Written instruction:
Collect every line in the entries below that contains the word "rocky", and copy each such line in full.

## Start Data shown

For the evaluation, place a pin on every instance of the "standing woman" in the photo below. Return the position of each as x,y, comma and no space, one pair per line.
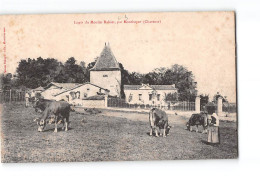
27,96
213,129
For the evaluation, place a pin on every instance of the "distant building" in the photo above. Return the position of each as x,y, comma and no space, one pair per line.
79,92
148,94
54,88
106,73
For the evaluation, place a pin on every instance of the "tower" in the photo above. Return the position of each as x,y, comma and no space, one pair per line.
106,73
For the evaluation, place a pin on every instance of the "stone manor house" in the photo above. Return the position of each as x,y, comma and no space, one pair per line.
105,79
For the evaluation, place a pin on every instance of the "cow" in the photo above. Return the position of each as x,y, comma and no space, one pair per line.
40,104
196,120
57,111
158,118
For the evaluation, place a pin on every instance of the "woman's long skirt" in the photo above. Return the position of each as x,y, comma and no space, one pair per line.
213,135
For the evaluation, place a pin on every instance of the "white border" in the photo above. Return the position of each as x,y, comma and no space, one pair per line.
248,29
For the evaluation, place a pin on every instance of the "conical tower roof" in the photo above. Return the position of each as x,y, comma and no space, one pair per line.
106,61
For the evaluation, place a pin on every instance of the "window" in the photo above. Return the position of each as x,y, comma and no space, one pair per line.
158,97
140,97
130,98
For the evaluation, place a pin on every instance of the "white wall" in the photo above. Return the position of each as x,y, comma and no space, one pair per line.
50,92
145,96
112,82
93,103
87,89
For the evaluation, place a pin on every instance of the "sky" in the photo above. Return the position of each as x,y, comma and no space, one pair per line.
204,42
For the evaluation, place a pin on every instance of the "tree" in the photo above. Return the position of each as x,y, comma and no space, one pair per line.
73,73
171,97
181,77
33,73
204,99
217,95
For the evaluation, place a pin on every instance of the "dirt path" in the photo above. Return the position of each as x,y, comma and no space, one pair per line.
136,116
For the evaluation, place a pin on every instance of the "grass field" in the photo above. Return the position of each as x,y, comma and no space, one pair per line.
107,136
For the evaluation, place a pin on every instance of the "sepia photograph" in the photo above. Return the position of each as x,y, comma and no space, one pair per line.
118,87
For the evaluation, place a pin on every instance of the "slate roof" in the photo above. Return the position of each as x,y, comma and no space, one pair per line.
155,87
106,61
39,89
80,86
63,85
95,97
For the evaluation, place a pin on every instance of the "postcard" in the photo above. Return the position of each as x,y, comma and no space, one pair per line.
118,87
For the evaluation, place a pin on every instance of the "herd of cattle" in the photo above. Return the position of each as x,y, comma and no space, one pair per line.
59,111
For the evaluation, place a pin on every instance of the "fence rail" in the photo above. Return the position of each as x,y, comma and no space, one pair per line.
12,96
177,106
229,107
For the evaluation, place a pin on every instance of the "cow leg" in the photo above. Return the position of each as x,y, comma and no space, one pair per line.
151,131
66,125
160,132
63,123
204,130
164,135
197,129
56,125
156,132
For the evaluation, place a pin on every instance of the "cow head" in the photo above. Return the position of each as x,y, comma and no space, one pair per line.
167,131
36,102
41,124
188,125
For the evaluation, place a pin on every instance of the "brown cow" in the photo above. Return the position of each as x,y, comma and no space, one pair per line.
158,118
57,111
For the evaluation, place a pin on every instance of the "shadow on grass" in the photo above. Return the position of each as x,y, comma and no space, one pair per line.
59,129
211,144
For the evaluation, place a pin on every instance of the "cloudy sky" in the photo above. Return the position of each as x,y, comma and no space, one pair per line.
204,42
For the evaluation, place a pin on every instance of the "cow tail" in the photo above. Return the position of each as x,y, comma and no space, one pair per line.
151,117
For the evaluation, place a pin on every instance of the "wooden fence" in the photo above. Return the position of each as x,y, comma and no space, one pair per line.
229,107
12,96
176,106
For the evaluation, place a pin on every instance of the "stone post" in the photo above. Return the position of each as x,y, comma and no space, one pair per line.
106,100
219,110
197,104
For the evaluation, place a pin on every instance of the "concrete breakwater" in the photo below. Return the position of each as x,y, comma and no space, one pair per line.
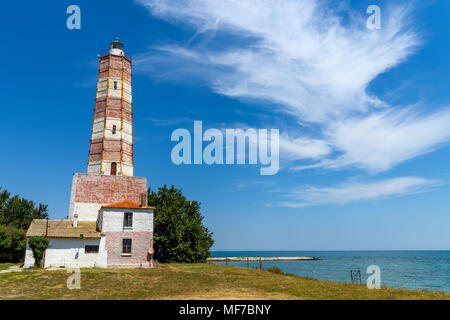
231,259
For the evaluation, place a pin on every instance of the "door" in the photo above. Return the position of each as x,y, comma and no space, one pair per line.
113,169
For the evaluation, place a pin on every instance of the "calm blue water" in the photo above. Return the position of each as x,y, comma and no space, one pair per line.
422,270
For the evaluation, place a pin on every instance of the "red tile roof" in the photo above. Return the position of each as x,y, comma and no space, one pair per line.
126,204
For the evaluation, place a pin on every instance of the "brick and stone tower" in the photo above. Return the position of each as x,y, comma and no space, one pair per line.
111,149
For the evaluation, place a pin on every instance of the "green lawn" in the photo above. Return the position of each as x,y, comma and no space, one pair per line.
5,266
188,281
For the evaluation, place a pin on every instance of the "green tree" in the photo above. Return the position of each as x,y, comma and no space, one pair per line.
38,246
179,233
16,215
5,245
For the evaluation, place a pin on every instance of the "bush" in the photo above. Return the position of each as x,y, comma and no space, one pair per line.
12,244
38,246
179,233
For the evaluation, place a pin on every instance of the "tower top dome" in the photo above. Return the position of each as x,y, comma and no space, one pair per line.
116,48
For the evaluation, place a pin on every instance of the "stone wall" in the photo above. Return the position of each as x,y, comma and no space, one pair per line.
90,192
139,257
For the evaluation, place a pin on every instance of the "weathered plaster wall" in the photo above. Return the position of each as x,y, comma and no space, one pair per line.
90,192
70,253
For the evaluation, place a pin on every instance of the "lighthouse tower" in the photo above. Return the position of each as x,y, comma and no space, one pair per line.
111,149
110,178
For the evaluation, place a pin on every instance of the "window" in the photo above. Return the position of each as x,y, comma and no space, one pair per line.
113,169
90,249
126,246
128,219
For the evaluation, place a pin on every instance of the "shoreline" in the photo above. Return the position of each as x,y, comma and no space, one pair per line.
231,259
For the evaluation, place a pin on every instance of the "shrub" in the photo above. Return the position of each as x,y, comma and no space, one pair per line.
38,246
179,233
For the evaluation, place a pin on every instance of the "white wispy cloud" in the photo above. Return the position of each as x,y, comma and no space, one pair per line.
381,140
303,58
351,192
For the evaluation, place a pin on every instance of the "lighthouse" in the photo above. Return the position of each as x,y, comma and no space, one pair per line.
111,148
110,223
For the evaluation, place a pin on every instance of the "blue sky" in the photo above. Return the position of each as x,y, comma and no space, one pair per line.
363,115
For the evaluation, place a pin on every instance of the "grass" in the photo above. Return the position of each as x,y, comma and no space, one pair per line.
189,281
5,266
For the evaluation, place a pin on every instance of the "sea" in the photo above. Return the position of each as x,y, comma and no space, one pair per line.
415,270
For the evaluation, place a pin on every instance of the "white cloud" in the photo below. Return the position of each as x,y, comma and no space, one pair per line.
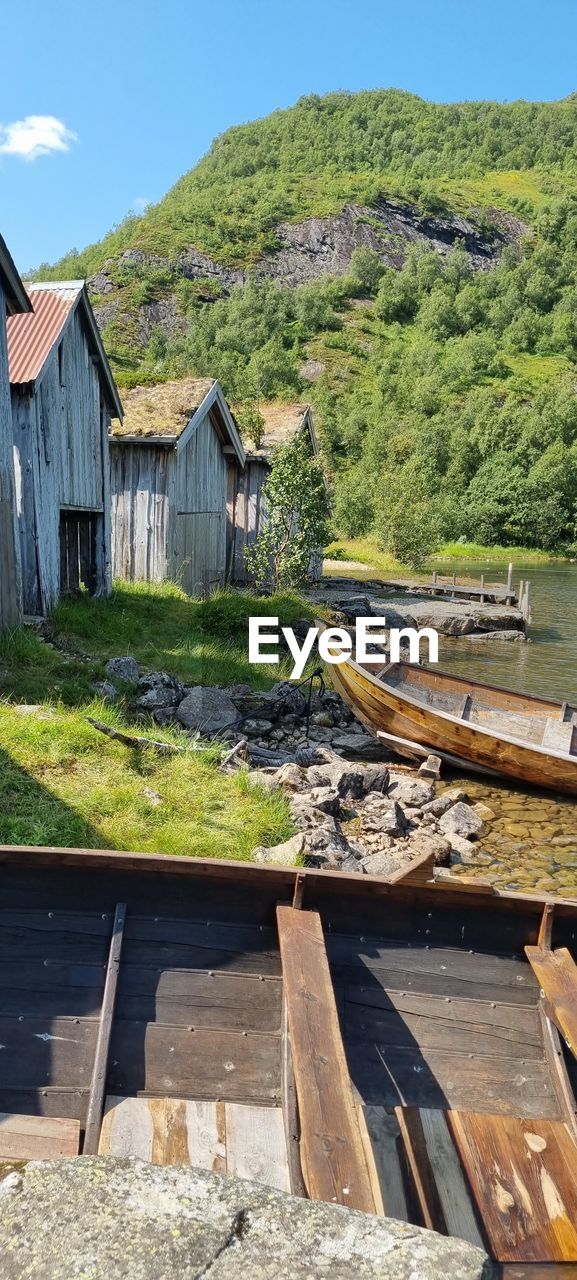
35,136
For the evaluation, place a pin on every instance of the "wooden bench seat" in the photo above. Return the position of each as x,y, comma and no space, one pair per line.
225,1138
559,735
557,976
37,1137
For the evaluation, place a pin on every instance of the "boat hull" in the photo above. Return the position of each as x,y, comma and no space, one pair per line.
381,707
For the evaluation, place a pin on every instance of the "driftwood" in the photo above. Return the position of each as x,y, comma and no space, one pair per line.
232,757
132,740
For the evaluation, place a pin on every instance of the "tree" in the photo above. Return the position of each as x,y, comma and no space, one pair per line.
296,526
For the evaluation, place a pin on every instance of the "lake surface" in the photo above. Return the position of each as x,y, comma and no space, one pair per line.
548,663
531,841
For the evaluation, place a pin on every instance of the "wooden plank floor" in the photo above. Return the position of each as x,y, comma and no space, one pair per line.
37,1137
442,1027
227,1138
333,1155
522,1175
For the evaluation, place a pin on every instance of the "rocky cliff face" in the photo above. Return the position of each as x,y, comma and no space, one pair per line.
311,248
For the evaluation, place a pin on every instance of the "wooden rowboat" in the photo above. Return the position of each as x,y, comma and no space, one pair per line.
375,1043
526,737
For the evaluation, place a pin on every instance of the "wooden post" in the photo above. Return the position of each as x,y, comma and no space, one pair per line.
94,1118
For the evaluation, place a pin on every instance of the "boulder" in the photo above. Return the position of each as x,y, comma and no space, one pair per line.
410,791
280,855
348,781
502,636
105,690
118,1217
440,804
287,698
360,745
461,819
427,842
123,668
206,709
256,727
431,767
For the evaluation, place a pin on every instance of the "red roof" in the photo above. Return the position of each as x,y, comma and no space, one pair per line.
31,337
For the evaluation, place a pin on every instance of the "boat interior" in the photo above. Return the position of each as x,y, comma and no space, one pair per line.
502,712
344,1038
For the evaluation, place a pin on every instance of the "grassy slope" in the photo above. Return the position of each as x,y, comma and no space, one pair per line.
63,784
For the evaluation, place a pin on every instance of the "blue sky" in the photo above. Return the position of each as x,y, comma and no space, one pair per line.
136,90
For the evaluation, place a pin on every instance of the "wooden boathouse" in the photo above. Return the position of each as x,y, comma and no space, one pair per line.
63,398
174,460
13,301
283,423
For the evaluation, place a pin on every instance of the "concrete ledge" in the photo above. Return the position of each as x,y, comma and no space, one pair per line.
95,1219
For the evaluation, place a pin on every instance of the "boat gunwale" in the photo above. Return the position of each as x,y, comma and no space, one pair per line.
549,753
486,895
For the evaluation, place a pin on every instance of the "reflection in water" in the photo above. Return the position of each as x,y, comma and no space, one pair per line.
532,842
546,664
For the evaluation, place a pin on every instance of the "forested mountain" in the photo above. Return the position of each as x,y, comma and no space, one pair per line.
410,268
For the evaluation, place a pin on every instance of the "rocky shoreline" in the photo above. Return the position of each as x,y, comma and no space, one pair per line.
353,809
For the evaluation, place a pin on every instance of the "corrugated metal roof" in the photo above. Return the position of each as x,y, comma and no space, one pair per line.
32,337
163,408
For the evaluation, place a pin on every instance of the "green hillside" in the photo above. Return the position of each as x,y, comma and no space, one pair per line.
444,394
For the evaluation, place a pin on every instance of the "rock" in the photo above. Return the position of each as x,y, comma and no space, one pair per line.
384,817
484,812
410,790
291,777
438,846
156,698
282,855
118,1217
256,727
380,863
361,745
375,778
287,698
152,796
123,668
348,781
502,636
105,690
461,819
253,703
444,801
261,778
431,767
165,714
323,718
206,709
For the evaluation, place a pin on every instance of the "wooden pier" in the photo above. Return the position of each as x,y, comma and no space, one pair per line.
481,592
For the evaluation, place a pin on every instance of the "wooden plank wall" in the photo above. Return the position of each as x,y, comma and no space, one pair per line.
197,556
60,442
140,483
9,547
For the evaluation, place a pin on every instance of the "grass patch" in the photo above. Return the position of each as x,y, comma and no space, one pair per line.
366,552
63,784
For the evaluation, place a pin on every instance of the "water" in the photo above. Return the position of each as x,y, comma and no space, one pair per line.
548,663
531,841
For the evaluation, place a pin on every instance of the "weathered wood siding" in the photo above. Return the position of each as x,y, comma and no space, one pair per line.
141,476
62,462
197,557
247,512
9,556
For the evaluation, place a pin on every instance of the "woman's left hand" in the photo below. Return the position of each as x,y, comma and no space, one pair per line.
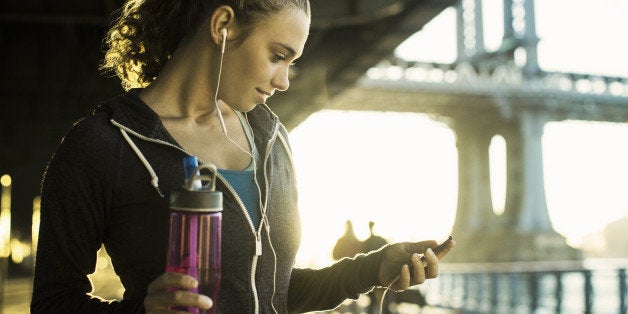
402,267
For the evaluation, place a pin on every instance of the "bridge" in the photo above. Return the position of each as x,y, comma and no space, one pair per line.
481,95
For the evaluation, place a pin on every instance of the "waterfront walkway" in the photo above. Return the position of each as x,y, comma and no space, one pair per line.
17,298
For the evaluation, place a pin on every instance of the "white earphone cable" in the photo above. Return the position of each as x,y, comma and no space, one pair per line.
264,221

## End Data shown

Output for this task:
For the evaluation, place a pin on every instance of the "rocky cliff face" in the photo above. Return the position of each as x,y, comma and no space, one pair per line.
For the evaluation, place a pin on every instance of the "rocky shoreline" in the photo above. Return the position of each as x,y, comma and no space, one pair per line.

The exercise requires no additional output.